◆ **Available data**
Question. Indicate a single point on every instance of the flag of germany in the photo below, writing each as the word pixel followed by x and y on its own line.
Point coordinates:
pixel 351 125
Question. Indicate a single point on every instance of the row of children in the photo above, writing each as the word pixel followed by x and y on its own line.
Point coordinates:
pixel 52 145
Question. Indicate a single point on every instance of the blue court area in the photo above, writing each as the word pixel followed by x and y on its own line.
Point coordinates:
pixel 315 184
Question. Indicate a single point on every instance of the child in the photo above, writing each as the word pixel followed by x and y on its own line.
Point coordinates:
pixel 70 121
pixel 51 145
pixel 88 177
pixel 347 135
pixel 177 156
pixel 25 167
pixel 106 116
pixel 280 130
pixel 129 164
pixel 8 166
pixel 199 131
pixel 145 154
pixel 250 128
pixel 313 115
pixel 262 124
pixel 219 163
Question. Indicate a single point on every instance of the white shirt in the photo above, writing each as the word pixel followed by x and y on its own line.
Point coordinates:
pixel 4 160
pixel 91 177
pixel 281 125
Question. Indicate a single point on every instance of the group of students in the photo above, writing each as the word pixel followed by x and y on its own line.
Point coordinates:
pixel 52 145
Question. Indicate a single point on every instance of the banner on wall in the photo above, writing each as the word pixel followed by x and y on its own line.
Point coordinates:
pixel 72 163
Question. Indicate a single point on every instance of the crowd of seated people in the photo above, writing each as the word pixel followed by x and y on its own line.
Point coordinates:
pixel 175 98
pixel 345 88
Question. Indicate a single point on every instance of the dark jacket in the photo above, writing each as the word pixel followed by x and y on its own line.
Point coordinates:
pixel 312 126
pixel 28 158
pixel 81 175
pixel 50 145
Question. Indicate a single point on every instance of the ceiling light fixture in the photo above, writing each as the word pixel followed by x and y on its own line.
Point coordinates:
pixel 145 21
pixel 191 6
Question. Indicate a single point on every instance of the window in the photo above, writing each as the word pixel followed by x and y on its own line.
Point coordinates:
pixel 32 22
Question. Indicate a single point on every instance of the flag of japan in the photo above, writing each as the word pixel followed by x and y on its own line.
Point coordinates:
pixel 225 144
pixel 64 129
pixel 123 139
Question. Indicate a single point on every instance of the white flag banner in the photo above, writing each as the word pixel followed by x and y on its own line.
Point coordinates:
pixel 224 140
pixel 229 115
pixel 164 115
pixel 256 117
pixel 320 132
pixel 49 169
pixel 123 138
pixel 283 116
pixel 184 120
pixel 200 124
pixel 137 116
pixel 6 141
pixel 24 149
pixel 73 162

◆ **Written instruction**
Copy out every one of the records above, changing each "Indicate" to "Mark" and keeping the rest as it is.

◆ **The solution**
Question. Mark a single point on every instance of the flag of germany in the photo below, writing each as the word pixel followed by x and y on its own line.
Point coordinates:
pixel 351 125
Question. Mark a single point on every instance of the row of children in the photo above, writing each as the word pixel followed by x and y on its own line.
Point coordinates:
pixel 52 145
Question. Mark a single point on every instance of the blue court area in the photo above, writing each as the word pixel followed by x and y on its own line.
Point coordinates:
pixel 315 184
Question. Mark a single point on every instance of the child in the photo above, writing each as the word pixel followed by x and y on its own line.
Point coordinates:
pixel 70 121
pixel 51 145
pixel 88 177
pixel 347 135
pixel 177 156
pixel 25 167
pixel 106 116
pixel 280 130
pixel 129 164
pixel 8 166
pixel 199 131
pixel 145 154
pixel 250 128
pixel 313 115
pixel 262 124
pixel 219 163
Question. Mark a single point on every instance of the white shirt in the photo above, writing each as the word pixel followed by x and y on its own line.
Point coordinates:
pixel 4 160
pixel 91 177
pixel 281 125
Question. Mark a single point on every instance of the group of students in the photo above, writing each as the word pixel followed by x and y on its own line.
Point coordinates:
pixel 52 145
Question. Mark a single point on every instance of the banner on wall in the photo above, writing each as the word pixel followed by x and y on its own line.
Point coordinates:
pixel 72 163
Question. Mark a single point on every instance of the crowd of seated people in the photo above, writing each as the word pixel followed by x and y on its own line.
Point coordinates:
pixel 175 98
pixel 345 88
Question. Mark a single point on every instance of the dark jacket in the photo above, writing each as the word pixel followed by x and y on its own line.
Point coordinates:
pixel 312 126
pixel 28 158
pixel 81 175
pixel 50 145
Question. Mark a single point on every instance of the ceiling light fixture in the photo above, writing each as the word pixel followed by x and y on its own line.
Point coordinates:
pixel 145 21
pixel 191 6
Question. Mark a single point on every instance of the window in the photo above, writing each as the word pixel followed by x and y on its own line.
Point coordinates:
pixel 32 22
Question. Mark a single point on every instance of the flag of japan in the photo above, writing each as the word pixel followed by x and y on its own line.
Point coordinates:
pixel 225 144
pixel 64 129
pixel 123 139
Question. Mark a single point on every instance of the white flag banner in the photo above, writing each as the word pixel followed by x and y on its own line.
Point coordinates:
pixel 224 140
pixel 229 115
pixel 164 115
pixel 256 117
pixel 320 132
pixel 49 169
pixel 123 138
pixel 283 116
pixel 184 120
pixel 200 124
pixel 137 116
pixel 6 141
pixel 24 149
pixel 73 162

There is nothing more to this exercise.